- _Richiesta scritta 1_
Rispondi alle seguenti domande sull'editoriale:
(a) Da quanto tempo l'autore fa il blogger?
(b) Quale caso viene citato come vicenda di cui si è parlato in lungo e in largo?
(c) Per via di chi l'autore ha realizzato ciò che stava realmente accadendo?
- _Richiesta scritta 2_
Riscrivi tutti i record sostituendo "Target" con "Label" e lasciando invariato tutto il resto. Ometti le immagini dalla risposta.

- _Estratto del testo_
■ ■ ■ ■

Editoriale – Huawei vs USA: è arrivato il momento di schierarsi

huawei donald trump xi jinping

Faccio il blogger ormai da diversi anni e di situazioni spinose in ambito tech ne ho vissute (e scritte) non poche. Tuttavia, analizzando la bigger picture, spesso mi accorgo di come la quasi totalità di queste riguardi un pubblico piuttosto ristretto. Basti pensare al caso LeEco, di cui si è parlato in lungo e largo sui nostri lidi, anche in maniera accesa. Ma detto inter nos, quante persone comuni hanno mai sentito parlare di LeEco? Ecco. Al contrario, è stato qualche sera fa che ho captato che la questione Huawei vs USA fosse più grossa di quanto poteva essere percepita inizialmente. Certo, sin da subito si intuiva che non si trattasse di una vicenda di poco conto, ma è stato per via dei miei nonni che ho realizzato ciò che stava realmente accadendo.

■ ■ ■ ■

[Dati di annotazione sulla posizione degli oggetti]
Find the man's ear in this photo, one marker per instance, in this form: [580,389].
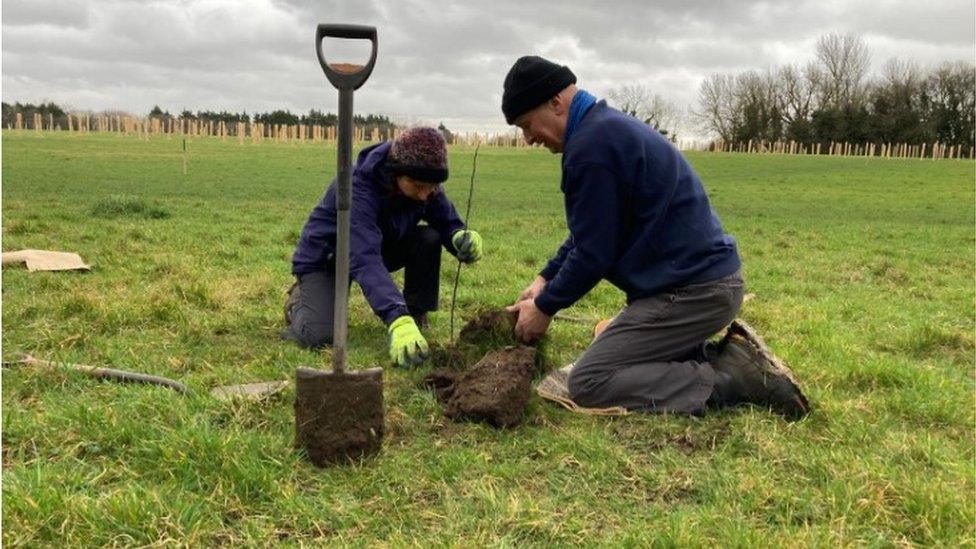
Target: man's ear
[559,105]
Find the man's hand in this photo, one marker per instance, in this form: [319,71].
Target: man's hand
[468,245]
[532,290]
[532,323]
[407,346]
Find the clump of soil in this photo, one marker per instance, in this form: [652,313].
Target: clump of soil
[496,390]
[338,417]
[492,326]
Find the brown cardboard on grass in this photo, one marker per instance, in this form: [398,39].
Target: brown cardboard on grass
[46,260]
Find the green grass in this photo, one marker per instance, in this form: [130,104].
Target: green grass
[863,275]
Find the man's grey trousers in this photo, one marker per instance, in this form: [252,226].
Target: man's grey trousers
[651,356]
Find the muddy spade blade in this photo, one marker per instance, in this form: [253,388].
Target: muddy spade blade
[339,414]
[338,417]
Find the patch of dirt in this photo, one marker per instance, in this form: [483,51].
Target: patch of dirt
[496,390]
[338,417]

■ ■ ■ ■

- _Risposta completa 1_
(a) Ormai da diversi anni.
(b) Il caso LeEco.
(c) Per via dei suoi nonni.

- _Risposta completa 2_
Find the man's ear in this photo, one marker per instance, in this form: [580,389].
Label: man's ear
[559,105]
Find the man's hand in this photo, one marker per instance, in this form: [319,71].
Label: man's hand
[468,245]
[532,290]
[532,323]
[407,346]
Find the clump of soil in this photo, one marker per instance, in this form: [652,313].
Label: clump of soil
[496,390]
[338,417]
[492,326]
Find the brown cardboard on grass in this photo, one marker per instance, in this form: [398,39].
Label: brown cardboard on grass
[46,260]
Find the green grass in this photo, one marker per instance, in this form: [130,104].
Label: green grass
[863,275]
Find the man's grey trousers in this photo, one marker per instance, in this form: [252,226].
Label: man's grey trousers
[651,356]
Find the muddy spade blade in this photo, one marker per instance, in this form: [253,388].
Label: muddy spade blade
[339,414]
[338,417]
Find the patch of dirt in this photo, one marker per instance, in this form: [483,51].
Label: patch of dirt
[496,390]
[338,417]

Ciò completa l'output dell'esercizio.